→ **Problem statement**
Copy out the entries below, replacing every "Respond" with "Reply" and leaving everything else the same.

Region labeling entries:
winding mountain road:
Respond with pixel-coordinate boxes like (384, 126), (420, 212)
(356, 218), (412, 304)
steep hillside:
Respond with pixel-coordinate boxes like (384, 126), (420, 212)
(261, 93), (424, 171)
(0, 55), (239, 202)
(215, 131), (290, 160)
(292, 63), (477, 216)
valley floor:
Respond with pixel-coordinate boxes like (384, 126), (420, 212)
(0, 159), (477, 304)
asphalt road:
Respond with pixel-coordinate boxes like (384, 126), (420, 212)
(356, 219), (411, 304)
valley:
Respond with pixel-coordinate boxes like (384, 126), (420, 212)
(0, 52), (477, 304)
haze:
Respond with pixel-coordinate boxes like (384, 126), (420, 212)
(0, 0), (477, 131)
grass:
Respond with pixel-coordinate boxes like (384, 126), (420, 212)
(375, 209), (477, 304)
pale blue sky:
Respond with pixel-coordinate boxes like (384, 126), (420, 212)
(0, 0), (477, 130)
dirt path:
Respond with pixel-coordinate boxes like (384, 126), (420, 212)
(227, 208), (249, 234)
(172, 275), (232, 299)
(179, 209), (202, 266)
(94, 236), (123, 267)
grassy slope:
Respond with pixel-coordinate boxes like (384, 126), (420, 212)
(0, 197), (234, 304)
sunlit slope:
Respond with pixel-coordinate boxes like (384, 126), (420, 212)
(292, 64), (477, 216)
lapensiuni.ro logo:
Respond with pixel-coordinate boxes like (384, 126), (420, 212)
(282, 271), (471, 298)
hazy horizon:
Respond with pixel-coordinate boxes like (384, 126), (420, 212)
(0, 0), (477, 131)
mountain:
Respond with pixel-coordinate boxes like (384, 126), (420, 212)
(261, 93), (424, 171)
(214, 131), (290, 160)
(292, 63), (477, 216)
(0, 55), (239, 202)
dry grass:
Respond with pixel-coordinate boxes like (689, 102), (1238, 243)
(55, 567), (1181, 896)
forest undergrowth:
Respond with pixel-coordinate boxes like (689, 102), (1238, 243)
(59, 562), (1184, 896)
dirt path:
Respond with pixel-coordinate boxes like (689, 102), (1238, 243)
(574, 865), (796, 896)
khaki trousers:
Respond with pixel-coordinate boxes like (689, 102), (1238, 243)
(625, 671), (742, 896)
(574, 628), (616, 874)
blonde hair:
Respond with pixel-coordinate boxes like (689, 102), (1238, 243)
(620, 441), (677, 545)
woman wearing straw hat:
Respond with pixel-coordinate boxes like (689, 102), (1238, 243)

→ **Answer to this exercise**
winding mountain road:
Reply with pixel-coordinate boxes like (384, 126), (420, 212)
(356, 218), (412, 304)
steep hillside:
Reply with pixel-coordinate boxes like (384, 126), (420, 212)
(261, 93), (424, 171)
(0, 55), (239, 202)
(215, 131), (290, 160)
(292, 63), (477, 216)
valley floor:
Reply with pixel-coordinate boxes like (384, 126), (420, 212)
(0, 159), (477, 304)
asphalt road:
Reply with pixel-coordinate boxes like (384, 126), (420, 212)
(356, 219), (411, 304)
valley:
Reply with pixel-coordinate boxes like (384, 126), (420, 212)
(0, 52), (477, 304)
haze:
Reply with pixel-coordinate boxes like (384, 126), (420, 212)
(0, 0), (477, 131)
grass:
Reply with pixel-coordinate boxes like (384, 126), (420, 212)
(375, 209), (477, 304)
pale blue sky:
Reply with pixel-coordinate boxes like (384, 126), (420, 212)
(0, 0), (477, 130)
dirt path:
Reply with pixel-coordinate boxes like (384, 126), (420, 212)
(227, 208), (249, 234)
(172, 275), (232, 299)
(179, 209), (202, 266)
(94, 236), (123, 267)
grassy slope:
Reply with pixel-coordinate boxes like (384, 126), (420, 212)
(0, 197), (234, 304)
sunlit slope:
Reply with pixel-coordinate boxes like (384, 126), (420, 212)
(292, 64), (477, 216)
lapensiuni.ro logo:
Reply with pixel-coordinate boxes like (384, 126), (420, 212)
(282, 271), (471, 298)
hazy horizon:
Reply with pixel-coordinate boxes like (384, 126), (420, 212)
(0, 0), (477, 131)
mountain:
Reply with pixel-coordinate boxes like (384, 126), (420, 212)
(261, 93), (424, 171)
(214, 131), (290, 160)
(292, 63), (477, 216)
(0, 55), (239, 202)
dry grass:
Reply with pixel-coordinate boxes like (689, 102), (1238, 243)
(55, 567), (1181, 896)
forest undergrowth:
Reply with pixel-coordinate boxes like (689, 102), (1238, 243)
(59, 562), (1184, 896)
dirt path:
Reply with pixel-coordinate boxes like (689, 102), (1238, 243)
(574, 865), (796, 896)
khaki trousers:
Reply with pixel-coordinate boxes like (689, 102), (1238, 243)
(625, 671), (742, 896)
(574, 628), (616, 874)
blonde hair:
Reply with pixel-coordinate boxes like (689, 102), (1238, 243)
(620, 441), (677, 545)
woman wearing straw hat:
Reply with pixel-coordinate boxes like (689, 102), (1238, 243)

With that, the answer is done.